## Begin MATERIAL FOR THIS TASK
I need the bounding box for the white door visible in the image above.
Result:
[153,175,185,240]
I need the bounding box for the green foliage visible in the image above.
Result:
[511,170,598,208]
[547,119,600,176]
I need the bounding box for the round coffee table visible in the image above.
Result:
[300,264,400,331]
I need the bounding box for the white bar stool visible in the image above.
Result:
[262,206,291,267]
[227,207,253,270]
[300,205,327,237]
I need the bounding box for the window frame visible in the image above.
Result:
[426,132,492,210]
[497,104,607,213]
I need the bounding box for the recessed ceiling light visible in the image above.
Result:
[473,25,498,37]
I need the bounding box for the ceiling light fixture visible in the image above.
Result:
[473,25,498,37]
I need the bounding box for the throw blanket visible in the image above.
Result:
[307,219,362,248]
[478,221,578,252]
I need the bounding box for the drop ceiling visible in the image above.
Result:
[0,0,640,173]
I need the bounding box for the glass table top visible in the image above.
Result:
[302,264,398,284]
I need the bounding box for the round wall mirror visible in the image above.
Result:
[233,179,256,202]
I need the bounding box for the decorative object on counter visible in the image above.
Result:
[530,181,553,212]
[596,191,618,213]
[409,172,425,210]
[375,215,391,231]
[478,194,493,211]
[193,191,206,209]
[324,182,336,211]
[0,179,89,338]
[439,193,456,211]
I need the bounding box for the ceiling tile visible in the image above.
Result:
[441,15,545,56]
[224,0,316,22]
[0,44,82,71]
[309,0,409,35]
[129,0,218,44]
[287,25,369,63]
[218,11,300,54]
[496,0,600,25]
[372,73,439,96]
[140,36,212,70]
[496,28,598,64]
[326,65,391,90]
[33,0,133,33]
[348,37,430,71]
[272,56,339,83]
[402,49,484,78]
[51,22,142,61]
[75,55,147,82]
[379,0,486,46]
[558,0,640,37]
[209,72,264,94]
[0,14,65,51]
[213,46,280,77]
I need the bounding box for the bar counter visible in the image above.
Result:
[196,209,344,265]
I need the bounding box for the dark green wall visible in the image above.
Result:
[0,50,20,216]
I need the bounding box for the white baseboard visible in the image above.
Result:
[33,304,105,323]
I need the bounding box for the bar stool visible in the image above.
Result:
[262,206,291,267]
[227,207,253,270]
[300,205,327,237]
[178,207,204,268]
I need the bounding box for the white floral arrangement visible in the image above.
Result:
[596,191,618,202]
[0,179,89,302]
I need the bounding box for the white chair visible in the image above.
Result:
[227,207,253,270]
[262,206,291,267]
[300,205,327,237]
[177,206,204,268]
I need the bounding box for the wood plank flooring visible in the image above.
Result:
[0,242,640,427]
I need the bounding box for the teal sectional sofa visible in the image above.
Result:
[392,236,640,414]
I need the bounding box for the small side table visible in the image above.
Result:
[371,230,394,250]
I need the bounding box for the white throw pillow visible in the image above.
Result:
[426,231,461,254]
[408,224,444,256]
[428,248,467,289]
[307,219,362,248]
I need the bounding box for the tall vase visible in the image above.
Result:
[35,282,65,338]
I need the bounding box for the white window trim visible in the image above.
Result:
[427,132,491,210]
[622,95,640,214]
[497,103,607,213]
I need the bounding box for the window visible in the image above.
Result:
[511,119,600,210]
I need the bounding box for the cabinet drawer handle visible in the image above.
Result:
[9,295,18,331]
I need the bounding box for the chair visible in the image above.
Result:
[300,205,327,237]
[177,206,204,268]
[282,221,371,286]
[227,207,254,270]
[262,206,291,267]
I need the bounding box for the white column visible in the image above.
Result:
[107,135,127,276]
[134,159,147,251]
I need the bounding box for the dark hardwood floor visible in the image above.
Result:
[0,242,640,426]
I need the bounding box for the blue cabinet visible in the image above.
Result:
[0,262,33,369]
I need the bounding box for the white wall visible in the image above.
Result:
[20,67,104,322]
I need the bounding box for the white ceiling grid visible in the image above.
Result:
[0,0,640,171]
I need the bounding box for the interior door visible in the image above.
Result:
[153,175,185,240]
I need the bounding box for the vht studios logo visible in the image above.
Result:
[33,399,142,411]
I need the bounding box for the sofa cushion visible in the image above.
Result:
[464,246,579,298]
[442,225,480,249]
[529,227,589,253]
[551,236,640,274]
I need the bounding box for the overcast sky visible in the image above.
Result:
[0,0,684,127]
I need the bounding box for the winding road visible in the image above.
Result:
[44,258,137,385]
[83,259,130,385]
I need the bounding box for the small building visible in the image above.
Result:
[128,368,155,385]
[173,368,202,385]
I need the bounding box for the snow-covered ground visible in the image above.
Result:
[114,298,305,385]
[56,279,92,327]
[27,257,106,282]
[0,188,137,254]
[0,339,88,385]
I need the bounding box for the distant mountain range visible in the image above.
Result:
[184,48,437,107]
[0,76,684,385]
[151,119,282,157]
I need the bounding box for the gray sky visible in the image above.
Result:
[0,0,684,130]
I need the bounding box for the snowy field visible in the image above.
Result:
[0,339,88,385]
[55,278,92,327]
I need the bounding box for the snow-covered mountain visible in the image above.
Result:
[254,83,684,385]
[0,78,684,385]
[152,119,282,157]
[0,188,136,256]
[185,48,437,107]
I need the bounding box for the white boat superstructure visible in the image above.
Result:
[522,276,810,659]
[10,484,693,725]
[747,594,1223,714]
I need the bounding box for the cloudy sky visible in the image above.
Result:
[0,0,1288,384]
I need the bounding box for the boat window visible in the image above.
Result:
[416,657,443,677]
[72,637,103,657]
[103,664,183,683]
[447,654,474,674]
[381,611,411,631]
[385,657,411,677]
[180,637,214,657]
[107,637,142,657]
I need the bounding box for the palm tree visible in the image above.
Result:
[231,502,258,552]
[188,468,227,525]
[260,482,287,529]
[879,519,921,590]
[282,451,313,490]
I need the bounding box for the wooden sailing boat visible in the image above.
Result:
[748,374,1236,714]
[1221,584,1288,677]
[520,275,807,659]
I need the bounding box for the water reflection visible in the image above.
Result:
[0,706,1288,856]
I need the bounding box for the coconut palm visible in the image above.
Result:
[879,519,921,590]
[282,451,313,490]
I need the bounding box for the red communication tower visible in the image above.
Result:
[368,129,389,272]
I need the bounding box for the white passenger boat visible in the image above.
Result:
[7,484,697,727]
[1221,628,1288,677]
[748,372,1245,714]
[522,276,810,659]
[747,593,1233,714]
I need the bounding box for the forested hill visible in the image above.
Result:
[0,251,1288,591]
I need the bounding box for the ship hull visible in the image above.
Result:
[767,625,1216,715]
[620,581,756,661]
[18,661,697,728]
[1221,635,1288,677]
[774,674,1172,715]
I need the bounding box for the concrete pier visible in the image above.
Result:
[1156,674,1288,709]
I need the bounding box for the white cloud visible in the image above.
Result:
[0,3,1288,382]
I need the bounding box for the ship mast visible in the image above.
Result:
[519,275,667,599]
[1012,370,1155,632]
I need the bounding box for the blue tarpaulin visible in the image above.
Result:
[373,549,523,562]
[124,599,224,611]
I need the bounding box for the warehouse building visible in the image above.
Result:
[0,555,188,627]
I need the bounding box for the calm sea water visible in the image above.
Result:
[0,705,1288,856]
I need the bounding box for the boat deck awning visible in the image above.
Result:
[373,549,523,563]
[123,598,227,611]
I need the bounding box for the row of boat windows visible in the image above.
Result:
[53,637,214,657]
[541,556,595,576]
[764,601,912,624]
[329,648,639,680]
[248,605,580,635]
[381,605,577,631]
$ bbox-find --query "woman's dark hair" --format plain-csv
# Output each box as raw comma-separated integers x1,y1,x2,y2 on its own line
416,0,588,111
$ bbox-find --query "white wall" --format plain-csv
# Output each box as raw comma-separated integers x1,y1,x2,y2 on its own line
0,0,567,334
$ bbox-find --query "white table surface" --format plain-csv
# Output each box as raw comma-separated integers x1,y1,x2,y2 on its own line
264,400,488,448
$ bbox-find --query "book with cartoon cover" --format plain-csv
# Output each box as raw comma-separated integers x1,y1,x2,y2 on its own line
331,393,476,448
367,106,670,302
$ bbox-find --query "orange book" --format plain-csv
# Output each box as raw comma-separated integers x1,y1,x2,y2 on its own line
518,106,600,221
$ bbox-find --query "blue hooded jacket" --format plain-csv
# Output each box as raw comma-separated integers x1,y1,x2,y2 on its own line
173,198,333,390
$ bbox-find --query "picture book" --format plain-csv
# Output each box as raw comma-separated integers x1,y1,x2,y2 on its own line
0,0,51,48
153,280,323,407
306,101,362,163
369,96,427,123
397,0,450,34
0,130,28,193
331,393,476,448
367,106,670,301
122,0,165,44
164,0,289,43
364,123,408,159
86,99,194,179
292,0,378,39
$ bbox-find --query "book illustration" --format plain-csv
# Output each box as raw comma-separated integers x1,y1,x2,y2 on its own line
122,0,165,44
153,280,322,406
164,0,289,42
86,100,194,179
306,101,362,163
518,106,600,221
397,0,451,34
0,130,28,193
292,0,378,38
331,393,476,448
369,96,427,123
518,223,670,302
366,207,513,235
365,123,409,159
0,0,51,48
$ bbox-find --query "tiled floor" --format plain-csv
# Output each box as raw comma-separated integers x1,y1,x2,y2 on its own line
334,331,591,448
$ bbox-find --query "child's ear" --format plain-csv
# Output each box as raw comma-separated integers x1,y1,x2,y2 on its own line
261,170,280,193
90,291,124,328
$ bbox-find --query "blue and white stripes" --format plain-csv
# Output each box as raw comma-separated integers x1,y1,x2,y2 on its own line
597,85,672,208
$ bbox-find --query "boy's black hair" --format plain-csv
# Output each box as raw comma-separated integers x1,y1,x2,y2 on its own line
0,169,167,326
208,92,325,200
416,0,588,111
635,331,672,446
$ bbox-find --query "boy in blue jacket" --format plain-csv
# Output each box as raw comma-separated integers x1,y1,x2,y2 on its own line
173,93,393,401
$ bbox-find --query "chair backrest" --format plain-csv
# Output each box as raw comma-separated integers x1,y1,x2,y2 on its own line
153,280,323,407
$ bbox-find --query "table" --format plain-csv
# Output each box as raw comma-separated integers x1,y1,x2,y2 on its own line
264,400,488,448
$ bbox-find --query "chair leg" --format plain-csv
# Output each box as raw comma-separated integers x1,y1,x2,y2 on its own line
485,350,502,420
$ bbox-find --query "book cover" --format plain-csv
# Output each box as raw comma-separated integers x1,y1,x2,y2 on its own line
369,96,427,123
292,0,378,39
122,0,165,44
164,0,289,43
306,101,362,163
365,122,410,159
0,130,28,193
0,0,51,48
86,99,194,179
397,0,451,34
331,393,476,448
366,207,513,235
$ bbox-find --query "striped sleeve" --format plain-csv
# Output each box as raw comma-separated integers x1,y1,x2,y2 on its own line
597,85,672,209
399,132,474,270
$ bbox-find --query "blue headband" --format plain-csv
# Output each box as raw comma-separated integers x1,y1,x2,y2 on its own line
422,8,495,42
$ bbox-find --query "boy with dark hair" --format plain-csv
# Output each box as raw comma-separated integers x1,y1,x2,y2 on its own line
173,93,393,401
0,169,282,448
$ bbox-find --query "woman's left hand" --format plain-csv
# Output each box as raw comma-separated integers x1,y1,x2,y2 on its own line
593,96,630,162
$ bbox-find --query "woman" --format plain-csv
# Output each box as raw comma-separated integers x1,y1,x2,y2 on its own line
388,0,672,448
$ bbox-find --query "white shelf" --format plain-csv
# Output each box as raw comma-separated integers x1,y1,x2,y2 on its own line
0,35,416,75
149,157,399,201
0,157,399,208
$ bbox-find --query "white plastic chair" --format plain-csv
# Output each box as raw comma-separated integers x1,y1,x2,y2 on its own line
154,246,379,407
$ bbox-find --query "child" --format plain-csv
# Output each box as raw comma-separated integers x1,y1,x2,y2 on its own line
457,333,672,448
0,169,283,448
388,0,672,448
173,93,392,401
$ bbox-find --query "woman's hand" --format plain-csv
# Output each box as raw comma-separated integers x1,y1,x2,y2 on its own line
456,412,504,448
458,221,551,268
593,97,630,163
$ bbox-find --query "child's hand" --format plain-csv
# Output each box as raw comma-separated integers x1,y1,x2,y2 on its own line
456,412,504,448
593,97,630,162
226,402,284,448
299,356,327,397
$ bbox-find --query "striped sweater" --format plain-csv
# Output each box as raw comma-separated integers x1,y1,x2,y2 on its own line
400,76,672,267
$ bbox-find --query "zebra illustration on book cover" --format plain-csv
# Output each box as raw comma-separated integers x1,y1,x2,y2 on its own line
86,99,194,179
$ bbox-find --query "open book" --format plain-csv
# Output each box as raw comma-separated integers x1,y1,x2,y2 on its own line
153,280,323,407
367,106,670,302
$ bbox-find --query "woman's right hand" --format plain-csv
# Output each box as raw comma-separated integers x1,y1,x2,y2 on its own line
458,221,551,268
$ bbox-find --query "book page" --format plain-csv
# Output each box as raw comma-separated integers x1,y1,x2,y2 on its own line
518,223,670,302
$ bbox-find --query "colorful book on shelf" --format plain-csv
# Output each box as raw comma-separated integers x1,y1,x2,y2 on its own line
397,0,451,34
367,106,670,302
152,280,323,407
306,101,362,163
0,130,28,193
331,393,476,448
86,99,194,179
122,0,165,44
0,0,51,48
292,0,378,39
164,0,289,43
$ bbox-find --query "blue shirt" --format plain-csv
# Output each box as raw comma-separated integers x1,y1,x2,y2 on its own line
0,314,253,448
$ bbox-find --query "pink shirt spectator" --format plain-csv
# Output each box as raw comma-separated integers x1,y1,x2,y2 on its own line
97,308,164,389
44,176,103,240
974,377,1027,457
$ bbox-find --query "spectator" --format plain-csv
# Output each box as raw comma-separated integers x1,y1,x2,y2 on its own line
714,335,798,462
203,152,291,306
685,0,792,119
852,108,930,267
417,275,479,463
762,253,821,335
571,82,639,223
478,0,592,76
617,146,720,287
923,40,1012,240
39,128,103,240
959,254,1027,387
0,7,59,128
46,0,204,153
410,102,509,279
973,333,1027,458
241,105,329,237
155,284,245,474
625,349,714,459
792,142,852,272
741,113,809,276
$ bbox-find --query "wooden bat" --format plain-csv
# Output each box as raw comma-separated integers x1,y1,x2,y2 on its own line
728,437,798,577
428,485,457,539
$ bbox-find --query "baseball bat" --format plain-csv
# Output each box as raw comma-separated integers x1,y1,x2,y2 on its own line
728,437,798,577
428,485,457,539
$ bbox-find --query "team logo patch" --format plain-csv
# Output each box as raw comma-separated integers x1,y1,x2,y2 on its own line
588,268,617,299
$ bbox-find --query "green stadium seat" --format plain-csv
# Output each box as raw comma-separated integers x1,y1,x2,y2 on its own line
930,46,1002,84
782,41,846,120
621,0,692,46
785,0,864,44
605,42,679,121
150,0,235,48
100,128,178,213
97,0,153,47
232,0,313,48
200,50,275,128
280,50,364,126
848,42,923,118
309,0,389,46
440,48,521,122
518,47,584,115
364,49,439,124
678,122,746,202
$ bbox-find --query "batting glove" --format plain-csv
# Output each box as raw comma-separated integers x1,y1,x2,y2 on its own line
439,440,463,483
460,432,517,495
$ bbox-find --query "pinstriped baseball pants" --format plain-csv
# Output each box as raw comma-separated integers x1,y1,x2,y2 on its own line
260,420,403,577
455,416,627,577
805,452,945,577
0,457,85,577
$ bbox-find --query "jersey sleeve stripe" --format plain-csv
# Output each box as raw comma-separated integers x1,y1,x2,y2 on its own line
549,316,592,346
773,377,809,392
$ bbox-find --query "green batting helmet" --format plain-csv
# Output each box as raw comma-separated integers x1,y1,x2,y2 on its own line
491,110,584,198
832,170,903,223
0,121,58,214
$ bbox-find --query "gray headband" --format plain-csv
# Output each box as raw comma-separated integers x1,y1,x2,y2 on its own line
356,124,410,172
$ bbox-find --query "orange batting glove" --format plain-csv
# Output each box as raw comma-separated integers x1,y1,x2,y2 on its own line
## End MATERIAL FOR THIS TASK
> [DIRECTIONS]
Rewrite everything from the start of the records down to the line containing "[178,207,204,268]", switching every "bounding box" to "box coordinates" and keeping the rest unchanged.

> [EXERCISE OUTPUT]
I need the box coordinates for the white door visible in the image above.
Result:
[153,175,185,240]
I need the box coordinates for the green foliage visible in the image above.
Result:
[511,170,598,208]
[547,119,600,176]
I need the box coordinates for the round coffee table visible in the image above.
Result:
[300,264,400,331]
I need the box coordinates for the white bar stool visible in the image above.
Result:
[262,206,291,267]
[227,207,253,270]
[300,205,327,237]
I need the box coordinates for the window frame visible in the image above.
Result:
[426,132,492,210]
[497,104,607,213]
I need the box coordinates for the recessed ceiling light visible in the image above.
Result:
[473,25,498,37]
I need the box coordinates for the ceiling light fixture visible in the image above.
Result:
[473,25,498,37]
I need the box coordinates for the throw blanket visible in the image above.
Result:
[307,219,362,248]
[478,221,578,252]
I need the box coordinates for the drop ceiling visible in the image above.
Result:
[0,0,640,173]
I need the box coordinates for the glass table top visible in the image above.
Result:
[302,264,398,284]
I need the box coordinates for the round wall mirror visible in the image above.
Result:
[233,179,256,202]
I need the box coordinates for the decorative object on counter visible in the image above.
Result:
[530,181,553,212]
[596,191,618,213]
[409,172,425,210]
[375,215,391,231]
[478,194,493,211]
[193,191,206,209]
[324,182,336,211]
[0,179,89,338]
[439,193,456,211]
I need the box coordinates for the ceiling tile visible in the image above.
Result:
[441,15,545,56]
[224,0,316,22]
[0,44,82,71]
[309,0,409,35]
[129,0,218,44]
[287,25,369,63]
[218,11,300,54]
[496,0,600,25]
[372,73,439,96]
[140,36,212,70]
[496,28,598,64]
[326,65,391,90]
[33,0,133,33]
[348,37,430,71]
[272,56,339,83]
[402,49,484,78]
[51,22,142,61]
[75,55,147,82]
[379,0,486,46]
[558,0,640,37]
[209,72,264,94]
[0,14,65,51]
[213,46,280,77]
I need the box coordinates for the bar counter visible in the image above.
Result:
[196,209,344,265]
I need the box coordinates for the dark green wall visible in the image above.
Result:
[0,50,20,216]
I need the box coordinates for the white baseboard visible in the image above.
Result:
[33,304,105,323]
I need the box coordinates for the bar stool visible in the image above.
Result:
[262,206,291,267]
[227,207,253,270]
[300,205,327,237]
[178,207,204,268]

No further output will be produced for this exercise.